Exercise objective: Return each line of the material below that contains the word "jacket", copied without changes and in the order the lines appear.

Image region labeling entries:
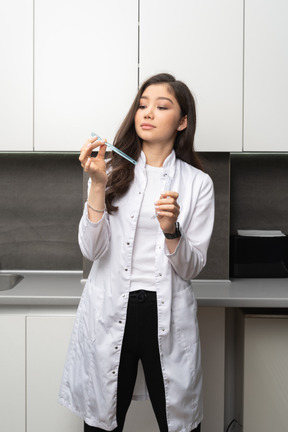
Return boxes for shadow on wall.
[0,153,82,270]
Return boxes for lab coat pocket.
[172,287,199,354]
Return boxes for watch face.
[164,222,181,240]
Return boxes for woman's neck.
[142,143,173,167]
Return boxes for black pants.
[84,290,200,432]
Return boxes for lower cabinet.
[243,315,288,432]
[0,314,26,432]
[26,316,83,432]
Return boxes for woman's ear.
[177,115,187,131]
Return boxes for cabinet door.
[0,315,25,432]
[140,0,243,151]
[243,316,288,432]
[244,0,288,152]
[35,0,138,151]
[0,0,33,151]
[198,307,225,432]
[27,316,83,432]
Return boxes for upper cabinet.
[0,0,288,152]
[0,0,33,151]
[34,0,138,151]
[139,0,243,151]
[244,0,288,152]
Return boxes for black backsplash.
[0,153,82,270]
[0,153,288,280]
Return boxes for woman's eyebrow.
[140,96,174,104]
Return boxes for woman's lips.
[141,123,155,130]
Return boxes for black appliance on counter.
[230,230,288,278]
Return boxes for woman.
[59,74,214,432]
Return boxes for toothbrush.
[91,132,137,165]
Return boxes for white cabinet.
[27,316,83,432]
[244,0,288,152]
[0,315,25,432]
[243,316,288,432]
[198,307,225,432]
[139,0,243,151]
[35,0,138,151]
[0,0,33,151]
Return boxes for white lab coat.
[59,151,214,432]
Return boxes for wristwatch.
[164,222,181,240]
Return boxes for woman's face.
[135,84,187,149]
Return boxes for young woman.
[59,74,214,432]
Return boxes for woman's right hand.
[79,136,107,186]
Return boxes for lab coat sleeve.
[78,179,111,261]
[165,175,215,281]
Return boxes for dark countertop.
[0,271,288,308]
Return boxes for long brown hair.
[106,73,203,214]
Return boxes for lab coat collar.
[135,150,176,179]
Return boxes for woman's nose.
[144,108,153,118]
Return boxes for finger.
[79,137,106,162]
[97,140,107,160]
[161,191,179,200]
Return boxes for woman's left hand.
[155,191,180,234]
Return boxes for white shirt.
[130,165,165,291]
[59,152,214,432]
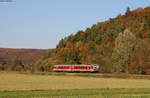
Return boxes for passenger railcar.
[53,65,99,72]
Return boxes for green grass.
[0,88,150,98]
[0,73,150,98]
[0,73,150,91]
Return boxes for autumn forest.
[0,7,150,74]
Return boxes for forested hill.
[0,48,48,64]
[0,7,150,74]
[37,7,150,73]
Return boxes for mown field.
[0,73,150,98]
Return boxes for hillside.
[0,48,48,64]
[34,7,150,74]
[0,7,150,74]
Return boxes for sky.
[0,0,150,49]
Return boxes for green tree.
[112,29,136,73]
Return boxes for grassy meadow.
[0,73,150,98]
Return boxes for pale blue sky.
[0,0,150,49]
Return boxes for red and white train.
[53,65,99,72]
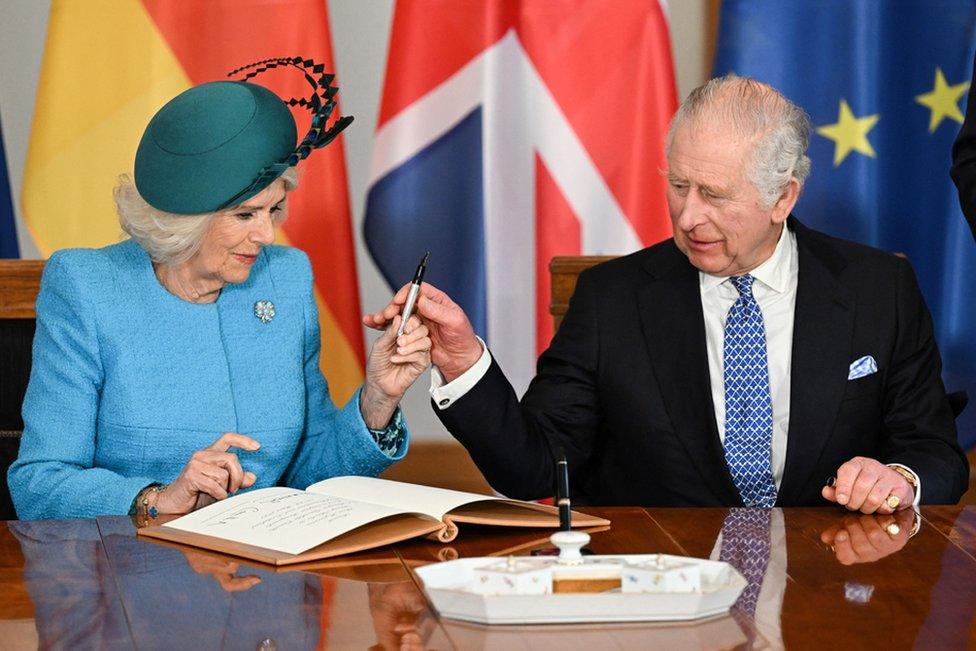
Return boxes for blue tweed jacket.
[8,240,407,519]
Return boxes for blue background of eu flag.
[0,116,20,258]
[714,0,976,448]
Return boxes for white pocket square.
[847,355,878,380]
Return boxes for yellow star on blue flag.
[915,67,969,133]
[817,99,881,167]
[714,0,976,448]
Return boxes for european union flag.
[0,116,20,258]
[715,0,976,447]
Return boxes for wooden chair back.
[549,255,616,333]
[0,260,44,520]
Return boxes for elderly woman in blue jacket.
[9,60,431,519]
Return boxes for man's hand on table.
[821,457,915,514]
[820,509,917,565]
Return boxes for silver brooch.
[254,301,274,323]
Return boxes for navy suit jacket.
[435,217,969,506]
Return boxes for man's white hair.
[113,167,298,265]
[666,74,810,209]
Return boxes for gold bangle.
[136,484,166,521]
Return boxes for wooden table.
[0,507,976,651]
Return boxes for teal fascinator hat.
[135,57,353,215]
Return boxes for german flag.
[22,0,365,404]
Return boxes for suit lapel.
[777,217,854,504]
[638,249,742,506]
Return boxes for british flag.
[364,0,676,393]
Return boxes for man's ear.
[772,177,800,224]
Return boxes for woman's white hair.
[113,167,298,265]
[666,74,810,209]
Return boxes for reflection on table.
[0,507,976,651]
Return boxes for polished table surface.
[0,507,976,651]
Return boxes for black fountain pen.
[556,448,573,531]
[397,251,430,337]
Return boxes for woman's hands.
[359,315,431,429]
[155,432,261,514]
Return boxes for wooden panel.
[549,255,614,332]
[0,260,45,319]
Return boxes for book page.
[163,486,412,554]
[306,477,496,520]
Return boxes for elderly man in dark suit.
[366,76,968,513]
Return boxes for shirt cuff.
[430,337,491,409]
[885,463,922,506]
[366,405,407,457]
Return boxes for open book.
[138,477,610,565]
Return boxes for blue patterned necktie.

Final result:
Return boxes for blue tweed jacket.
Return boxes for elderly woman in blue jacket.
Return boxes for navy suit jacket.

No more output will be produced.